### [Excerpted passage]
↓

We skip forward from 1986 to the present day in which Adelaide (Lupita Nyong'o) is an adult with a family of her own - the Wilsons - who are on their way to vacation at their Santa Cruz holiday home. On the first night there, after she has put the children to bed, her son reports that there is a family standing in front of the house. Despite husband Gabe’s (Winston Duke) increasingly irritable and fraught attempts to ascertain what the family wants and to compel them to leave, they force their way in. The intruders are identical to the Wilsons except that they are dressed in red boiler suits and are mute - with the exception of Adelaide’s double who speaks in a wheezing rasp. In the action that ensues, it becomes clear that the Wilsons’ doubles are out to kill them. It also emerges that people are simultaneously being murdered by their doubles all over America in what seems to be the collective uprising of a mysterious zombie-like race.

The Wilsons’ attempts to escape eventually lead them back to the Santa Cruz hall of mirrors, which is still there more than 30 years later. When Adelaide enters for the second time in pursuit of her son, who has been taken by her double, we discover that the hall of mirrors is the point of access to a kind of underground prison that accommodates a legion of the ‘twins’ of those who live above ground. Adelaide’s double, who is called Red, tells her that these underground people are known as the Tethered, and that they were created by the US government as an experiment to control the public. When the experiment failed, the Tethered were abandoned and had nothing to do but to mimic their above-ground counterparts until Red organised their escape.

Adelaide prevails by killing Red and rescuing her son from Red’s clutches. As the reunited Wilsons drive away from a devastated Santa Cruz, Adelaide thinks back to her original encounter with her double in 1986. In this flashback a plot twist is revealed: Red dragged Adelaide down to the dungeon and handcuffed her so she couldn’t escape while she (who was taken for the traumatised Adelaide) was ‘reunited’ with Adelaide’s parents and lived Adelaide’s life instead. This means that the ‘Adelaide Wilson’ of the present day was originally one of the Tethered, and ‘Red’ is none other than the original Adelaide trying to reclaim that life she had before Red confined her to the underground realm. In one of the final shots of the movie, ‘Adelaide’/Red looks across at her son who eyes her apprehensively. She smiles conspiratorially at him as if to confirm his suspicions about her true origins and identity.

↑

### [Supplied data]

↓

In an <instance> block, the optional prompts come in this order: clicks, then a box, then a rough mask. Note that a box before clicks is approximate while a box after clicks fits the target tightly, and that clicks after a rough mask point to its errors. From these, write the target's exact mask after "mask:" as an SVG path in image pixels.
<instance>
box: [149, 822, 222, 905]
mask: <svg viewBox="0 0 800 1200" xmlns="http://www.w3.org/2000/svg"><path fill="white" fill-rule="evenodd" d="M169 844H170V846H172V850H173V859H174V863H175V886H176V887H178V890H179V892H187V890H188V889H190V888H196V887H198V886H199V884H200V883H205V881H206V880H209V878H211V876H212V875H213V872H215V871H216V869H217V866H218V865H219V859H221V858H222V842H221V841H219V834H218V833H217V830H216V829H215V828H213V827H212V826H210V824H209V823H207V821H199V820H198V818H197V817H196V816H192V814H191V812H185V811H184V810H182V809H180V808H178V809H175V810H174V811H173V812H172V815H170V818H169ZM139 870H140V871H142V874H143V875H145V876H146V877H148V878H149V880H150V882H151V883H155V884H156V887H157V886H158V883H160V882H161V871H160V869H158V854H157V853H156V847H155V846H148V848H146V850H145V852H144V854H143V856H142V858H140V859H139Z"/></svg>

↑

### [Problems to work on]
(A) Answer these about the plot summary, one per line:
(i) What are the intruders dressed in?
(ii) What name does Red give the underground people?
(iii) In the flashback, what does Red do to Adelaide so she can't escape?
(B) Substitute "house of mirrors" for "hall of mirrors" and give the plot summary again from "The Wilsons’ attempts" up to and including "organised their escape.".
Nothing in the listing is needed here.

### [Numbered answers]
(A)
(i) Red boiler suits
(ii) The Tethered
(iii) Red drags her down to the dungeon and handcuffs her.

(B)
The Wilsons’ attempts to escape eventually lead them back to the Santa Cruz house of mirrors, which is still there more than 30 years later. When Adelaide enters for the second time in pursuit of her son, who has been taken by her double, we discover that the house of mirrors is the point of access to a kind of underground prison that accommodates a legion of the ‘twins’ of those who live above ground. Adelaide’s double, who is called Red, tells her that these underground people are known as the Tethered, and that they were created by the US government as an experiment to control the public. When the experiment failed, the Tethered were abandoned and had nothing to do but to mimic their above-ground counterparts until Red organised their escape.